Reproduce the entries shown below only from the line with "Target: paved path" down to the line with "Target: suburban house", keeping both end lines and copying each one exactly.
━━ Entries supplied
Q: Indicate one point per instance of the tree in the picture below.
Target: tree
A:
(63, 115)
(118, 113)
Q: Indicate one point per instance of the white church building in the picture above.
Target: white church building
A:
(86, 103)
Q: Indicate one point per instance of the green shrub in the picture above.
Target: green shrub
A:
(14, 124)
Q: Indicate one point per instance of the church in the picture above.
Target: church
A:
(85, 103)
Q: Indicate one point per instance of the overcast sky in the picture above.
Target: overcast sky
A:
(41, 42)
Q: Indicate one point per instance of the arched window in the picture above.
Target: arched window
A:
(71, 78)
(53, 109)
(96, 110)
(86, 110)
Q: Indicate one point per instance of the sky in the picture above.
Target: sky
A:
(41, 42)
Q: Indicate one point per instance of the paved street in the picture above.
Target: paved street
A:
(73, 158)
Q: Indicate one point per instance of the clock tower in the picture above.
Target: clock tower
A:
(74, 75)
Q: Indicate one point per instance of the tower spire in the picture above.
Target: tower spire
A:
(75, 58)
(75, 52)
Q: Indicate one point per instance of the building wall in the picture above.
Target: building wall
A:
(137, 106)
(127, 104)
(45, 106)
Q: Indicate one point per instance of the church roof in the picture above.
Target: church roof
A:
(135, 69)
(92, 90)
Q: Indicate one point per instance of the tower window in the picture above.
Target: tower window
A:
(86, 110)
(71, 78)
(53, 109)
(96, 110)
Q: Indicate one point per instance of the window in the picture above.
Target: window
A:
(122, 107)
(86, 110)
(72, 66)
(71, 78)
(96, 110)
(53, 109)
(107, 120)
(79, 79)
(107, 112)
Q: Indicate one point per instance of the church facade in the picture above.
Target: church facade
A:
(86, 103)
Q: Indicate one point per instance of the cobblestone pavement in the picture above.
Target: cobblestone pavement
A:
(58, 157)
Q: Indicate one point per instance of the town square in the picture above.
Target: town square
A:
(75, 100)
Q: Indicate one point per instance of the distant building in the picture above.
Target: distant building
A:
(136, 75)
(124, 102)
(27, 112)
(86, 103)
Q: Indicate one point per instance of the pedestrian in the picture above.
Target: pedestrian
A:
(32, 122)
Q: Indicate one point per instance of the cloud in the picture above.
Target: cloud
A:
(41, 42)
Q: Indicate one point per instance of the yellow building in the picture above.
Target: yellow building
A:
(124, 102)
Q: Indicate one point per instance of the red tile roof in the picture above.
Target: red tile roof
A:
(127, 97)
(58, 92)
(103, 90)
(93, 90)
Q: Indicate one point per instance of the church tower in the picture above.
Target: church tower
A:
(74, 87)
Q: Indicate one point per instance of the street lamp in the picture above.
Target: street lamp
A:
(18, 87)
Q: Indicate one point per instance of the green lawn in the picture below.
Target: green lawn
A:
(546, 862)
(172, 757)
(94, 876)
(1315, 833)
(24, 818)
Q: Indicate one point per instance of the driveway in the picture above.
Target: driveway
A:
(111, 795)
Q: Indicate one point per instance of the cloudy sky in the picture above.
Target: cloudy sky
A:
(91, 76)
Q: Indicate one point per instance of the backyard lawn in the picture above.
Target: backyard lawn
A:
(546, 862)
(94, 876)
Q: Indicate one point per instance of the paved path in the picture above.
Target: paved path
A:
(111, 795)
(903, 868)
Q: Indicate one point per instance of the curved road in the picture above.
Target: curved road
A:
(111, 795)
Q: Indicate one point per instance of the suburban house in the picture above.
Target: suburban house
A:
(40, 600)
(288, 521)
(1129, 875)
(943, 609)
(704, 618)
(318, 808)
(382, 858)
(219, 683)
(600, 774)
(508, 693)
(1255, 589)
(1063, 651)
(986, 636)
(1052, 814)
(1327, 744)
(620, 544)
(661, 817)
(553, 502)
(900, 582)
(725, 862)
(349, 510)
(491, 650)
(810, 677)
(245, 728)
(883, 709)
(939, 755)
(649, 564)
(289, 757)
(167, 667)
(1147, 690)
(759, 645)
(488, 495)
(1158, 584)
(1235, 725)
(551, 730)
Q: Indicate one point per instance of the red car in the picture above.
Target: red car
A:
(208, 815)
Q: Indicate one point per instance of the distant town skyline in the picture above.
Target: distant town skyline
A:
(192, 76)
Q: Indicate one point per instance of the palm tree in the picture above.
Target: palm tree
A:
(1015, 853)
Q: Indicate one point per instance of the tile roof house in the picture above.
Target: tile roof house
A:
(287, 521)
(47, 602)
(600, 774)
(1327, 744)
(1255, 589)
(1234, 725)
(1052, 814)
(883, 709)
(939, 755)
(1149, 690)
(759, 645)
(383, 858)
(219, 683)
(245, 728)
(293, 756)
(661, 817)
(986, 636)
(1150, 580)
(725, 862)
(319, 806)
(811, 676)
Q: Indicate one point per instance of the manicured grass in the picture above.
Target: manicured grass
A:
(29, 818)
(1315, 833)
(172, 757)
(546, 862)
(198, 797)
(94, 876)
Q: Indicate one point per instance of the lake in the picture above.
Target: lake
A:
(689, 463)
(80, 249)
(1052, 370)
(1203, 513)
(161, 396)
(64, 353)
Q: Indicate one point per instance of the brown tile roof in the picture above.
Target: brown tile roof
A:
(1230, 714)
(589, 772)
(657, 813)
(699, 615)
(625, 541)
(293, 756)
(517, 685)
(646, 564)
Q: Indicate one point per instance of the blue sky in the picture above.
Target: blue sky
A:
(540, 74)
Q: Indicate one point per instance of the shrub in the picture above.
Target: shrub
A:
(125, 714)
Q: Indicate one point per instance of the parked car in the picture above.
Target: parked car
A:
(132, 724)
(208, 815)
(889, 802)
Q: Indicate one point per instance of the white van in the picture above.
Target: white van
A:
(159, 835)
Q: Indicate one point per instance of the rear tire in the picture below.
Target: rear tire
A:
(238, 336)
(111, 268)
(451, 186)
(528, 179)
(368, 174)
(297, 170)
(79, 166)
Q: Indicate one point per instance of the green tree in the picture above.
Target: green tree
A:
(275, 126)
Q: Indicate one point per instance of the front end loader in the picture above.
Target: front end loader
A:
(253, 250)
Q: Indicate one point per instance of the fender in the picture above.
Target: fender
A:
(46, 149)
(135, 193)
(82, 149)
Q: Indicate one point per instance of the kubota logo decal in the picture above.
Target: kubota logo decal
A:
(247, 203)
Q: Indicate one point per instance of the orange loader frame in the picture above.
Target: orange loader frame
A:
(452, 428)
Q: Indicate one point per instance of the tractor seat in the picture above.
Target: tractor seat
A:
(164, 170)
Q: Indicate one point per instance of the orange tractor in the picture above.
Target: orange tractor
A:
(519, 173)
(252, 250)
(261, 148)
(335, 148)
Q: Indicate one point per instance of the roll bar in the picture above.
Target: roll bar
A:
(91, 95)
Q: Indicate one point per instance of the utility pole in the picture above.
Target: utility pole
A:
━━━━
_Answer section_
Target: paved path
A:
(111, 795)
(903, 868)
Q: Indicate one point per instance of the curved road in the picture above.
Target: curved road
A:
(111, 795)
Q: Indicate one point per instance of the suburban house in the picture above.
Target: suburban house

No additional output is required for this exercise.